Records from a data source
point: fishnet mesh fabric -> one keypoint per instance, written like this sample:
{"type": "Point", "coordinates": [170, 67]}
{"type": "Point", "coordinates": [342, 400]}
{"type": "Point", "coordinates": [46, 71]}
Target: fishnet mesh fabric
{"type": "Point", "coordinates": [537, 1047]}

**PROBLEM REQUIREMENTS**. Make an exact transcription of all the records.

**REPLY**.
point: fishnet mesh fabric -> one keypoint per instance, written like this sample:
{"type": "Point", "coordinates": [170, 67]}
{"type": "Point", "coordinates": [342, 400]}
{"type": "Point", "coordinates": [46, 71]}
Target: fishnet mesh fabric
{"type": "Point", "coordinates": [537, 1047]}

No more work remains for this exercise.